## Task to complete
Provide the data again exactly, including every line that follows.

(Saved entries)
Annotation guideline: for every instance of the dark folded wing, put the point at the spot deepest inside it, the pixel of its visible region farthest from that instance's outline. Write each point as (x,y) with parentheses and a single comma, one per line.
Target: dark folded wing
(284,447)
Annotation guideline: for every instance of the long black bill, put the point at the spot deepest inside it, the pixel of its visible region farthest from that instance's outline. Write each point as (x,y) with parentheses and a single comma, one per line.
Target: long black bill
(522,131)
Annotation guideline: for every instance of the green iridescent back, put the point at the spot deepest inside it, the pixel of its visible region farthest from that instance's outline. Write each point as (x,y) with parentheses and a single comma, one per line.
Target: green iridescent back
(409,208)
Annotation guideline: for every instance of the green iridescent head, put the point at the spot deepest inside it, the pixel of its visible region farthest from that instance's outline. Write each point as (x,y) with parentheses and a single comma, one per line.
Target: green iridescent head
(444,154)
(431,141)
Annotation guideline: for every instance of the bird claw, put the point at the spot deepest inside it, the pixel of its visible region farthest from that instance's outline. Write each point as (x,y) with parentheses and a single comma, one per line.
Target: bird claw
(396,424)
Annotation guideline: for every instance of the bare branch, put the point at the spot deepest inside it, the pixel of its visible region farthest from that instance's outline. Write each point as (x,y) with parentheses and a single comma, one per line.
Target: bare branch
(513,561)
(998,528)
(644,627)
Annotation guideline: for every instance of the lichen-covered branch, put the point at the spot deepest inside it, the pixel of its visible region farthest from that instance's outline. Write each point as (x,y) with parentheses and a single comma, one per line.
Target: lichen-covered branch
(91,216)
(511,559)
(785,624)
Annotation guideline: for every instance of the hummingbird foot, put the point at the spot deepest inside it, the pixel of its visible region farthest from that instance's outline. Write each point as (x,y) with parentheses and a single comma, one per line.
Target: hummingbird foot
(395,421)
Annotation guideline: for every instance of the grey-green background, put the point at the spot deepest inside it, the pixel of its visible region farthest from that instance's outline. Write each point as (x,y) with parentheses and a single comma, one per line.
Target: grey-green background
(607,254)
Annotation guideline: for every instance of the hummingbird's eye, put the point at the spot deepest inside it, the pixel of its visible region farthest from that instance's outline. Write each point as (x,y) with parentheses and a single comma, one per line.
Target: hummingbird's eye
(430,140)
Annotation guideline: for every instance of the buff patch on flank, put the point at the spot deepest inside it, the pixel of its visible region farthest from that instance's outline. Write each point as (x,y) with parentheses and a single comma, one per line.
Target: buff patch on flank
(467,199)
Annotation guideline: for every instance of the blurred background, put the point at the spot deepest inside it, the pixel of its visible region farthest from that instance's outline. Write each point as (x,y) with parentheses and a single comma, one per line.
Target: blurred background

## Solution to this problem
Annotation guideline: for every instance of the dark folded wing, put the point at the spot deepest inside it, the pixel of its visible region farthest from that instance's outline. Write each point as (x,y) with parentheses and a single comma, one per line.
Target: dark folded wing
(284,447)
Annotation guideline: for every instance of the long black bill, put the point at the spot deepest inside it, the pixel of its visible region farthest from that instance's outline. Write each point as (x,y) with parentheses and a single comma, one per line.
Target: long black bill
(522,131)
Annotation guideline: for every instance of the green iridescent back, put the point at the spot deepest inside it, the pixel of its visible region farthest from that instance's outline. Write each point as (x,y) with parentheses and a single comma, one per line.
Target: green iridescent back
(409,208)
Annotation guideline: for every instance of the green iridescent head, put the point at the spot deepest inside it, the pixel of its visible region farthest from that instance's outline. Write each point as (x,y) with parentheses and a single comma, one per line.
Target: green iridescent head
(444,154)
(431,141)
Annotation guideline: for every instance of the bird claw, put the point at the spot deepest inside it, the pixel of its visible region farthest from that instance's outline. Write each point as (x,y) with parentheses and a single comma, one per line.
Target: bird claw
(396,424)
Annotation guideline: for every instance of the bare branch, put the point at the spot deepest inside it, the pixel of its visible region farthest from that instance's outline. Write each point as (x,y) with parentheses and a single comma, one per line.
Target: bare branch
(513,561)
(998,528)
(644,627)
Annotation guideline: for every instance of the lichen-covered branch, put the point at the spot deepest inside it, the pixel of its visible region farthest from that instance's outline. Write each point as (x,y) with parentheses and a single comma, one per line.
Target: lichen-covered branch
(91,216)
(511,559)
(785,624)
Annotation guideline: for every instance of the hummingbird foot, put the point at the spot deepest inside it, the pixel of its visible region farthest from that instance's outline. Write each point as (x,y) with parentheses and a single comma, one per line.
Target: hummingbird foot
(395,421)
Annotation guideline: for every instance of the grey-green background, put the point at the spot deepest inside it, the pixel of its visible region farthest from that instance's outline. Write each point as (x,y) with parentheses and a single comma, one per line.
Target: grey-green background
(607,254)
Annotation guideline: for every instance of the hummingbird's eye, put the point at the spot deepest inside it, the pixel of its visible region farthest from that instance's outline. Write each point as (x,y) with parentheses and a single comma, one per line.
Target: hummingbird's eye
(430,140)
Annotation guideline: for every instance of the buff patch on flank, put the point at the spot deepest inside it, the pixel of its visible region farthest from that instance's outline. Write each point as (x,y) with parentheses and a single comma, one per line.
Target: buff patch on flank
(467,199)
Annotation guideline: for every instance of the blurred background, put the point at the spot deepest inside it, the pixel of its visible region farthest from that instance's outline. Write each point as (x,y) with parentheses and a single comma, one per line.
Target: blurred background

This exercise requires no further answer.